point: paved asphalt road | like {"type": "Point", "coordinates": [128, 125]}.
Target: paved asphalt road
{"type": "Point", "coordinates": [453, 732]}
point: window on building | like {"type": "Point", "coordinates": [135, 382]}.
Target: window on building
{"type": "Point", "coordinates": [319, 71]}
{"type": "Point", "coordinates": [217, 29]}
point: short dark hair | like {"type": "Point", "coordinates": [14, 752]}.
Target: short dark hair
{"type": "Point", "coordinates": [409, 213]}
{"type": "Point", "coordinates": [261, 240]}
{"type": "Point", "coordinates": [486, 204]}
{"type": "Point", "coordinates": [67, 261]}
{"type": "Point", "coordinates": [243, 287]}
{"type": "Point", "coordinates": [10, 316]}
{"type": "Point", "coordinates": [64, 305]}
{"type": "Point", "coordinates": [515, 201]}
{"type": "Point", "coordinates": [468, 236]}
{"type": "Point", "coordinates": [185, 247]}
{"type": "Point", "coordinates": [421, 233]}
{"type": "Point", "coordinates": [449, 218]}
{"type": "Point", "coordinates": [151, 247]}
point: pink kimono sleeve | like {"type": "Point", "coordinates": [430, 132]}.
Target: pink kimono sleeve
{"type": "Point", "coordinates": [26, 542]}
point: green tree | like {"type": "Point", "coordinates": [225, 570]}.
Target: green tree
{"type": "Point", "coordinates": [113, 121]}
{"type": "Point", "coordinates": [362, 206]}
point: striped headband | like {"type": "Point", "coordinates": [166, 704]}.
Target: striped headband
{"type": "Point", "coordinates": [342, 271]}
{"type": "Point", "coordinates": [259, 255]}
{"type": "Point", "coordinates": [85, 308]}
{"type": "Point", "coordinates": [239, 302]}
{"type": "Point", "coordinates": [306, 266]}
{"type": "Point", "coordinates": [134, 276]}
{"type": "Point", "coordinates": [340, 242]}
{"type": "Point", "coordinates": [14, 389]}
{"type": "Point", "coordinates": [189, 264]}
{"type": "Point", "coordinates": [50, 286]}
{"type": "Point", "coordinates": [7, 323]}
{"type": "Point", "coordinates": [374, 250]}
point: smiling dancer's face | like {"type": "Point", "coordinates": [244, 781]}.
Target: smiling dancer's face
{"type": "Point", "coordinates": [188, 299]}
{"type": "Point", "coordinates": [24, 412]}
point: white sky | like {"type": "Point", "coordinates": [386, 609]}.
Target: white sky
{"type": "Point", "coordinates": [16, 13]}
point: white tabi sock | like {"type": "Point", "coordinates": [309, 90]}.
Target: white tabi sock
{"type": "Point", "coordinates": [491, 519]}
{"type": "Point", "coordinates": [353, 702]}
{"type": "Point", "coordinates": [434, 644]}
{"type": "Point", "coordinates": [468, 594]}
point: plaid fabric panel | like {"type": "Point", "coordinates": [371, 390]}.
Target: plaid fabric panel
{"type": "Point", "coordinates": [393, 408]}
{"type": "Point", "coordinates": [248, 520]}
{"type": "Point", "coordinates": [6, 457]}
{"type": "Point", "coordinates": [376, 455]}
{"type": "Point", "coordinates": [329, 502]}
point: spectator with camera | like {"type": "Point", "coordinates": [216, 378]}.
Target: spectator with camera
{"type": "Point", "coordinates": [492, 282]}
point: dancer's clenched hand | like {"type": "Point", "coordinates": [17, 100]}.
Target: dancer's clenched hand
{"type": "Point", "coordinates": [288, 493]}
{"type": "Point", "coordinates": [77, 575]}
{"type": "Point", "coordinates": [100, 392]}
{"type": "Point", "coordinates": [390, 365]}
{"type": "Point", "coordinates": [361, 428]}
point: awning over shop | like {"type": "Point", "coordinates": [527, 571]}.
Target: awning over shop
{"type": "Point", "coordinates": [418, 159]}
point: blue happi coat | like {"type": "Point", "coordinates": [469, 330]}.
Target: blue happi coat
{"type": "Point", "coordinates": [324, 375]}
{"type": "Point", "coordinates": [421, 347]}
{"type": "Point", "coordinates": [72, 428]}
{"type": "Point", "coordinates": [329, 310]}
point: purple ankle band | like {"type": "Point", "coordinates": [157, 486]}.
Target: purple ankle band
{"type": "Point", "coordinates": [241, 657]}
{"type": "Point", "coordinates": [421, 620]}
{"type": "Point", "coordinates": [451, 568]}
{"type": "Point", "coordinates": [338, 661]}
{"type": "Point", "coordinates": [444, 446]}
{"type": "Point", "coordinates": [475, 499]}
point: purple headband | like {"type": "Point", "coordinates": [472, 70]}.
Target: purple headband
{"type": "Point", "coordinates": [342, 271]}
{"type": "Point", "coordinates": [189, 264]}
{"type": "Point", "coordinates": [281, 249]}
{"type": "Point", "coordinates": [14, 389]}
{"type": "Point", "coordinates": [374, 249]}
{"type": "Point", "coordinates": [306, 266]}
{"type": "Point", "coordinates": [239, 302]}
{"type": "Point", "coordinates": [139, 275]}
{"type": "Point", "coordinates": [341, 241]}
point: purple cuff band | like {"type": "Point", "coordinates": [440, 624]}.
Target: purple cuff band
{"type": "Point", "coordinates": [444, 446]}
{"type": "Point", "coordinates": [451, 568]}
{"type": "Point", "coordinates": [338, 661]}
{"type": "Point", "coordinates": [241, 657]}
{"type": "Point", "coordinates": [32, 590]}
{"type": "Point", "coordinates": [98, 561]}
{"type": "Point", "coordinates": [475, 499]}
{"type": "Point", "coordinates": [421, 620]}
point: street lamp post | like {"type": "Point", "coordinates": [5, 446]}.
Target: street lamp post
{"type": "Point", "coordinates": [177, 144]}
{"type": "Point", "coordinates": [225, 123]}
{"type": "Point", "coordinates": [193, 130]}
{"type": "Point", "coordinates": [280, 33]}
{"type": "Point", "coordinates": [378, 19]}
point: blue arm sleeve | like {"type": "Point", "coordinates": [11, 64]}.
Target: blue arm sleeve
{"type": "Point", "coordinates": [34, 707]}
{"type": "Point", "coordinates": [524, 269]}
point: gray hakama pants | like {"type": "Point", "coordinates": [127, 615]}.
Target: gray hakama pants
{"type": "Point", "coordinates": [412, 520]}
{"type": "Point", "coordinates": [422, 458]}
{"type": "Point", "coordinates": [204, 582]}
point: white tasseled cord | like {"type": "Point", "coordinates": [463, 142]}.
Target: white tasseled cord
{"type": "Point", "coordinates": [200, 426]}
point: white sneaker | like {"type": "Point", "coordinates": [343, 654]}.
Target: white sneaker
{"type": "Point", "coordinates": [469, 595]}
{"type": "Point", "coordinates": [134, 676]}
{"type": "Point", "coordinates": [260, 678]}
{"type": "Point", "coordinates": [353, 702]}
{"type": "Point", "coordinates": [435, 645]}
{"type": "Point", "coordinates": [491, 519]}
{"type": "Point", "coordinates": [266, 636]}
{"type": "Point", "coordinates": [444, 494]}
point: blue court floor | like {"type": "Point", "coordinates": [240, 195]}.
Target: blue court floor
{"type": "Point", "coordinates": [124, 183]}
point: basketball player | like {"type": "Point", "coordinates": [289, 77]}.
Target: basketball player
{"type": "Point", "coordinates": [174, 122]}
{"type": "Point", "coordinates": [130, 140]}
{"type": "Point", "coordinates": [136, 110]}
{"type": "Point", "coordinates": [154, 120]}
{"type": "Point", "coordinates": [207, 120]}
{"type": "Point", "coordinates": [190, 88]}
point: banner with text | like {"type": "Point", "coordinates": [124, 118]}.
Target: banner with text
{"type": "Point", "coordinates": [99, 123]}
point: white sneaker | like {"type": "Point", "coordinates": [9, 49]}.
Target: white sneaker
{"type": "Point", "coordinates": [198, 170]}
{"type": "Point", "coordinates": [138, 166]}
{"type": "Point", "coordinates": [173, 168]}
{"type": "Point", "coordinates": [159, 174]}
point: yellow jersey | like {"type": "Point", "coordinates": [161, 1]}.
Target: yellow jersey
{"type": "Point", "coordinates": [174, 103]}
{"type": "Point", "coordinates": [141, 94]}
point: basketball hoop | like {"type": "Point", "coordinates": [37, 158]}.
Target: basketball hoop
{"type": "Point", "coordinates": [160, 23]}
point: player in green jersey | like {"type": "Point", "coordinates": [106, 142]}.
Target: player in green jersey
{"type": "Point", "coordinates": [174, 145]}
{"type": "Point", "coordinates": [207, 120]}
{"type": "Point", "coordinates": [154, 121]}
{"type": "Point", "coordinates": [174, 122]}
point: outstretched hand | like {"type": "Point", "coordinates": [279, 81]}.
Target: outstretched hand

══════════

**WRITTEN EXERCISE**
Please copy the entries above exactly as they appear, from the line with "point: basketball hoop" through the end of the entries, including both of those lines.

**EXERCISE RESPONSE**
point: basketball hoop | like {"type": "Point", "coordinates": [37, 158]}.
Target: basketball hoop
{"type": "Point", "coordinates": [160, 23]}
point: player in green jersey | like {"type": "Point", "coordinates": [106, 142]}.
Target: player in green jersey
{"type": "Point", "coordinates": [174, 145]}
{"type": "Point", "coordinates": [207, 120]}
{"type": "Point", "coordinates": [154, 121]}
{"type": "Point", "coordinates": [174, 122]}
point: outstretched hand | like {"type": "Point", "coordinates": [279, 81]}.
Target: outstretched hand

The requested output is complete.